Work order »
Every record must be restated exactly. Drop the images.

Extracted material »
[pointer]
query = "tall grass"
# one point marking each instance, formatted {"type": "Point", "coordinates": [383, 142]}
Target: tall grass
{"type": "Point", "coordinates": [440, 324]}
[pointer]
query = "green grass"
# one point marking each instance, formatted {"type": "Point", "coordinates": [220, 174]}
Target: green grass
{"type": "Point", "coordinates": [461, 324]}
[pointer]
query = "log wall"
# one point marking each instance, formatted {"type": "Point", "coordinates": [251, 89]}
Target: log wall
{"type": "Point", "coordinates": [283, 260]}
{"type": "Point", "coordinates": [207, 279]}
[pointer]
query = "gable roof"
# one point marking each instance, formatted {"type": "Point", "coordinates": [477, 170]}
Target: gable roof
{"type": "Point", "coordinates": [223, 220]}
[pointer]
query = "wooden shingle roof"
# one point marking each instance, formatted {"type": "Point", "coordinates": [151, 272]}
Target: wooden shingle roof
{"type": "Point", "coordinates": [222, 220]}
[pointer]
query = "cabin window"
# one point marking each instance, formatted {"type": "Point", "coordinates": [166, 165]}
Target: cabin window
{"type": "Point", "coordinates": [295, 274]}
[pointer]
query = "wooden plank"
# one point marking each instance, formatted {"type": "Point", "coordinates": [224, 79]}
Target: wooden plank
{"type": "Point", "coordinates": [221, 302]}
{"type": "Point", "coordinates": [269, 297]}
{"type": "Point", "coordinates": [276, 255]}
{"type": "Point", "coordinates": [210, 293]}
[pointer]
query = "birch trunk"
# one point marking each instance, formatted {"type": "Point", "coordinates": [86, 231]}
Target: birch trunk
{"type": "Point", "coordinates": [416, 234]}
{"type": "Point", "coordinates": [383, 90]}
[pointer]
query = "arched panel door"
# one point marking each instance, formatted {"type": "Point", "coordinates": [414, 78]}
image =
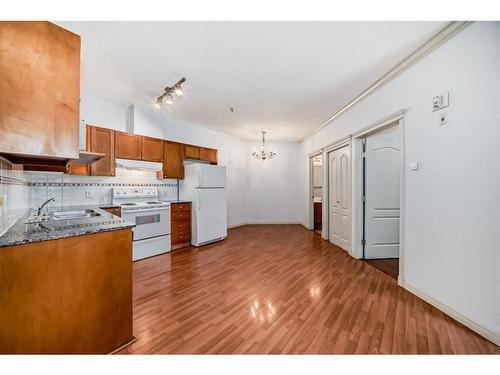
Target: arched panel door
{"type": "Point", "coordinates": [382, 185]}
{"type": "Point", "coordinates": [339, 197]}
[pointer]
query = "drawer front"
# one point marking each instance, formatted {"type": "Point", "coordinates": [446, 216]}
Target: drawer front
{"type": "Point", "coordinates": [180, 238]}
{"type": "Point", "coordinates": [183, 226]}
{"type": "Point", "coordinates": [177, 207]}
{"type": "Point", "coordinates": [180, 216]}
{"type": "Point", "coordinates": [114, 211]}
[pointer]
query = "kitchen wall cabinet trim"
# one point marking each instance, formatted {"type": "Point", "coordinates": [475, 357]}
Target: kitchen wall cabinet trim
{"type": "Point", "coordinates": [173, 160]}
{"type": "Point", "coordinates": [39, 90]}
{"type": "Point", "coordinates": [152, 149]}
{"type": "Point", "coordinates": [128, 146]}
{"type": "Point", "coordinates": [191, 152]}
{"type": "Point", "coordinates": [101, 140]}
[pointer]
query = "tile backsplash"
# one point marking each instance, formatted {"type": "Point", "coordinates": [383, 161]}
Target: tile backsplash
{"type": "Point", "coordinates": [15, 193]}
{"type": "Point", "coordinates": [88, 190]}
{"type": "Point", "coordinates": [22, 190]}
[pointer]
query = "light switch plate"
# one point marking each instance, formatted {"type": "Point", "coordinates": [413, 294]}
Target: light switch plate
{"type": "Point", "coordinates": [440, 101]}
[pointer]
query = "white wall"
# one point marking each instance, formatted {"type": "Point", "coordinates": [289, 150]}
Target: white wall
{"type": "Point", "coordinates": [255, 192]}
{"type": "Point", "coordinates": [273, 185]}
{"type": "Point", "coordinates": [452, 205]}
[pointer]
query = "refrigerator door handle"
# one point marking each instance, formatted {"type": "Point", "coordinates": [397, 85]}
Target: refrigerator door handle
{"type": "Point", "coordinates": [198, 198]}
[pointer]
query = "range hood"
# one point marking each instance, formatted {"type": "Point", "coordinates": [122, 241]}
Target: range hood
{"type": "Point", "coordinates": [139, 165]}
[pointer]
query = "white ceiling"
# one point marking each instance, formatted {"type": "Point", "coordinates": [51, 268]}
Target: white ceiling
{"type": "Point", "coordinates": [284, 77]}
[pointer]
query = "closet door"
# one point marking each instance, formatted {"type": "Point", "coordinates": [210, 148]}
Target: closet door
{"type": "Point", "coordinates": [339, 197]}
{"type": "Point", "coordinates": [382, 183]}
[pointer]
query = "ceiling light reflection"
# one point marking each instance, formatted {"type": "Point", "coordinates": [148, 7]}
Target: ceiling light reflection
{"type": "Point", "coordinates": [262, 313]}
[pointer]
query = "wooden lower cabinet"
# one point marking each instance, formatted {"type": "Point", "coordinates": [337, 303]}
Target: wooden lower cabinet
{"type": "Point", "coordinates": [71, 295]}
{"type": "Point", "coordinates": [180, 224]}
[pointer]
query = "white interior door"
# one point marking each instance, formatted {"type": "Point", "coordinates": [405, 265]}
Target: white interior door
{"type": "Point", "coordinates": [339, 197]}
{"type": "Point", "coordinates": [382, 181]}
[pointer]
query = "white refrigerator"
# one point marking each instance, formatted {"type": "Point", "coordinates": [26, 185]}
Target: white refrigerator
{"type": "Point", "coordinates": [205, 186]}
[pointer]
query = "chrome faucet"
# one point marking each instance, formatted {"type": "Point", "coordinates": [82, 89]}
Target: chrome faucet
{"type": "Point", "coordinates": [40, 208]}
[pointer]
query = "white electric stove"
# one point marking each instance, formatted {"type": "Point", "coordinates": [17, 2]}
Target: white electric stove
{"type": "Point", "coordinates": [151, 234]}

Written answer »
[pointer]
query = "tall grass"
# one point marking each instance, formatted {"type": "Point", "coordinates": [383, 142]}
Target: tall grass
{"type": "Point", "coordinates": [440, 324]}
[pointer]
query = "green grass"
# one point marking each instance, formatted {"type": "Point", "coordinates": [220, 174]}
Target: green grass
{"type": "Point", "coordinates": [461, 324]}
[pointer]
query = "log wall"
# one point marking each instance, formatted {"type": "Point", "coordinates": [251, 89]}
Target: log wall
{"type": "Point", "coordinates": [283, 260]}
{"type": "Point", "coordinates": [207, 279]}
[pointer]
query = "gable roof"
# one point marking each instance, formatted {"type": "Point", "coordinates": [477, 170]}
Target: gable roof
{"type": "Point", "coordinates": [223, 220]}
[pointer]
query = "wooden shingle roof"
# one point marking each instance, formatted {"type": "Point", "coordinates": [151, 272]}
Target: wooden shingle roof
{"type": "Point", "coordinates": [222, 220]}
[pointer]
query = "cabin window"
# one point marking each instance, formatted {"type": "Point", "coordinates": [166, 165]}
Target: cabin window
{"type": "Point", "coordinates": [295, 274]}
[pointer]
query = "wooden plank"
# one point marking each instance, formatted {"type": "Point", "coordinates": [224, 79]}
Target: wooden plank
{"type": "Point", "coordinates": [221, 302]}
{"type": "Point", "coordinates": [269, 297]}
{"type": "Point", "coordinates": [276, 255]}
{"type": "Point", "coordinates": [210, 293]}
[pointer]
query = "birch trunk"
# one point marking each instance, formatted {"type": "Point", "coordinates": [86, 231]}
Target: birch trunk
{"type": "Point", "coordinates": [416, 234]}
{"type": "Point", "coordinates": [383, 90]}
[pointer]
query = "arched panel door"
# one point marking each instance, formatted {"type": "Point", "coordinates": [414, 78]}
image =
Target: arched panel door
{"type": "Point", "coordinates": [382, 185]}
{"type": "Point", "coordinates": [339, 197]}
[pointer]
query = "drawer front"
# one point marking each instance, formatted {"type": "Point", "coordinates": [446, 216]}
Target: drawer front
{"type": "Point", "coordinates": [180, 238]}
{"type": "Point", "coordinates": [183, 226]}
{"type": "Point", "coordinates": [177, 207]}
{"type": "Point", "coordinates": [180, 216]}
{"type": "Point", "coordinates": [114, 211]}
[pointer]
query = "kitchen wall cabinet trim"
# one point marking each instance, formatted {"type": "Point", "coordinates": [475, 357]}
Target: kitchen wall cabinet trim
{"type": "Point", "coordinates": [173, 160]}
{"type": "Point", "coordinates": [39, 90]}
{"type": "Point", "coordinates": [152, 149]}
{"type": "Point", "coordinates": [128, 146]}
{"type": "Point", "coordinates": [191, 152]}
{"type": "Point", "coordinates": [101, 140]}
[pointer]
query = "tile backsplash"
# one point marking each instance, formatted {"type": "Point", "coordinates": [383, 161]}
Target: tile backsplash
{"type": "Point", "coordinates": [15, 193]}
{"type": "Point", "coordinates": [88, 190]}
{"type": "Point", "coordinates": [22, 190]}
[pointer]
query = "light switch plate"
# one point marking each instance, formatted {"type": "Point", "coordinates": [413, 294]}
Target: light switch plate
{"type": "Point", "coordinates": [440, 101]}
[pointer]
query = "white wall"
# one point marking each instance, formatted {"type": "Point", "coordinates": [289, 150]}
Target: white wall
{"type": "Point", "coordinates": [255, 192]}
{"type": "Point", "coordinates": [273, 185]}
{"type": "Point", "coordinates": [452, 205]}
[pointer]
query = "refrigerator door handle"
# one point marking each instance, formatted {"type": "Point", "coordinates": [397, 85]}
Target: refrigerator door handle
{"type": "Point", "coordinates": [198, 198]}
[pointer]
query = "range hood"
# one point marking each instance, formatted {"type": "Point", "coordinates": [122, 241]}
Target: range hood
{"type": "Point", "coordinates": [139, 165]}
[pointer]
query = "white ceiling"
# one point marking each instance, formatted {"type": "Point", "coordinates": [51, 268]}
Target: white ceiling
{"type": "Point", "coordinates": [284, 77]}
[pointer]
query = "closet door"
# one point marking each instance, formatted {"type": "Point", "coordinates": [210, 148]}
Target: closet door
{"type": "Point", "coordinates": [339, 197]}
{"type": "Point", "coordinates": [382, 183]}
[pointer]
query = "ceiling light reflection"
# one point marking each instance, formatted {"type": "Point", "coordinates": [148, 7]}
Target: ceiling light reflection
{"type": "Point", "coordinates": [262, 313]}
[pointer]
query = "wooden lower cabinet"
# one point marking each instance, formatted {"type": "Point", "coordinates": [337, 303]}
Target: wooden lower cabinet
{"type": "Point", "coordinates": [71, 295]}
{"type": "Point", "coordinates": [180, 224]}
[pointer]
query = "white interior door"
# one point marking each instance, formatted {"type": "Point", "coordinates": [405, 265]}
Target: white interior door
{"type": "Point", "coordinates": [339, 197]}
{"type": "Point", "coordinates": [382, 181]}
[pointer]
query = "white refrigerator"
# one point marking each instance, formatted {"type": "Point", "coordinates": [26, 185]}
Target: white refrigerator
{"type": "Point", "coordinates": [205, 186]}
[pointer]
query = "chrome faucet"
# one point marking each instance, formatted {"type": "Point", "coordinates": [82, 89]}
Target: chrome faucet
{"type": "Point", "coordinates": [40, 208]}
[pointer]
query = "white electric stove"
# one point marking each instance, formatted {"type": "Point", "coordinates": [17, 2]}
Target: white electric stove
{"type": "Point", "coordinates": [151, 234]}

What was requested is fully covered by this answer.